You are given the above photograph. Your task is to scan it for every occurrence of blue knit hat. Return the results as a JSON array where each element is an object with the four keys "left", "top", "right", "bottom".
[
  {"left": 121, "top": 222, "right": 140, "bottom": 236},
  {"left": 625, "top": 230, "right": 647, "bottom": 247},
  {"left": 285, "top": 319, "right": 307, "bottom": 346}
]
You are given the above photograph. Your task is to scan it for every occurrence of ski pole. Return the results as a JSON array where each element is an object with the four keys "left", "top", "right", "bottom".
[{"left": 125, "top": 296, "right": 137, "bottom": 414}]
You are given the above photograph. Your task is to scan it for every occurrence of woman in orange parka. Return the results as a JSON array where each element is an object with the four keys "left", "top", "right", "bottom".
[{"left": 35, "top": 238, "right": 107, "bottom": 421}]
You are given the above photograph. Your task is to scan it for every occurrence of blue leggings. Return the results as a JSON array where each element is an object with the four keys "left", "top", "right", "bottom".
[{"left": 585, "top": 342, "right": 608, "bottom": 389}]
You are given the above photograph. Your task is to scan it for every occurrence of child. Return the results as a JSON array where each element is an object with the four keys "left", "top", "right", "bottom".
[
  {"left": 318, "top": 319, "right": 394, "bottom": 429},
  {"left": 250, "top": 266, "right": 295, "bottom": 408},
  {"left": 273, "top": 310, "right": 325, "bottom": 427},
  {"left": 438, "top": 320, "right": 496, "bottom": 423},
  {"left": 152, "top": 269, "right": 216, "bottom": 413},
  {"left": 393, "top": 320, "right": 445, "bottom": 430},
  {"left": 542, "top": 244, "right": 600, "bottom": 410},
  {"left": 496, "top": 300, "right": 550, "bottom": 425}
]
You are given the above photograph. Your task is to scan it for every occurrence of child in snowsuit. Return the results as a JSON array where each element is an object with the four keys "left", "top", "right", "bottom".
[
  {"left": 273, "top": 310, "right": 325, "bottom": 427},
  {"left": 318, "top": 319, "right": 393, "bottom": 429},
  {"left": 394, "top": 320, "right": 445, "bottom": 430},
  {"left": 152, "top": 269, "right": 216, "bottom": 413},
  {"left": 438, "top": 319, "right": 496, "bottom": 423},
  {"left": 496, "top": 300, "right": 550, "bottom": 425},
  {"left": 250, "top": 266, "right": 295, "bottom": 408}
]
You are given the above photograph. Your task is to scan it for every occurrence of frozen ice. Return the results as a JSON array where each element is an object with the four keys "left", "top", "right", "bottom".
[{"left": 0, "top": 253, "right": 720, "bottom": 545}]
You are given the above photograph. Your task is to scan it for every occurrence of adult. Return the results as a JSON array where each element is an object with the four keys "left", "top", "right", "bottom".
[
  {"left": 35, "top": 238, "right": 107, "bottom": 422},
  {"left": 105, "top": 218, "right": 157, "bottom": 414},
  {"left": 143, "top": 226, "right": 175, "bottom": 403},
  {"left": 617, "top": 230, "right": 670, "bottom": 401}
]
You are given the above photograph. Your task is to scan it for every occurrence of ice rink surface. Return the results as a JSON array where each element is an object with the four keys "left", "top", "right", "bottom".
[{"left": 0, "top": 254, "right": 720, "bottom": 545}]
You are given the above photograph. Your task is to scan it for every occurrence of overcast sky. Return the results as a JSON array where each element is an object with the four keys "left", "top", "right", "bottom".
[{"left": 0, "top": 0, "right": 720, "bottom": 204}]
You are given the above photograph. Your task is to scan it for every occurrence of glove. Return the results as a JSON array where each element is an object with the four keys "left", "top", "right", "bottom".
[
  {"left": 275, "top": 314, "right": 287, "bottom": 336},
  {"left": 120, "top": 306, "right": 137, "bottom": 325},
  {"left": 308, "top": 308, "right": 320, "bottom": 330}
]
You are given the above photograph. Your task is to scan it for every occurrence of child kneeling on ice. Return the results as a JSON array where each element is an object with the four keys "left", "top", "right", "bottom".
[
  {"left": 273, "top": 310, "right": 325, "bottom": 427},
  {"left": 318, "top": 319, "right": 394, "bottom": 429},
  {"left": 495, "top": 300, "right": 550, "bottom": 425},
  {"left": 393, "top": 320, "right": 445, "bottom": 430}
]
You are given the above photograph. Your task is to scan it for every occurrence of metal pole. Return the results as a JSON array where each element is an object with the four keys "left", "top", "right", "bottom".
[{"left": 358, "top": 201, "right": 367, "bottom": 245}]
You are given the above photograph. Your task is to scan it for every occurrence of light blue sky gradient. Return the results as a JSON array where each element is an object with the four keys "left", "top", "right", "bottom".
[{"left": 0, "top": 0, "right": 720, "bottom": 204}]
* * * *
→ **Exercise brief**
Reproduce the items above word for word, starting at the line that contains "occurrence of light" and ending at the final line of the items, with both of those lines included.

→ **Correct answer**
You are given the above photograph. Your task is to scan it for every occurrence of light blue sky gradient. Return the results as a JSON array where each element is an object with the four keys "left", "top", "right", "bottom".
[{"left": 0, "top": 0, "right": 720, "bottom": 204}]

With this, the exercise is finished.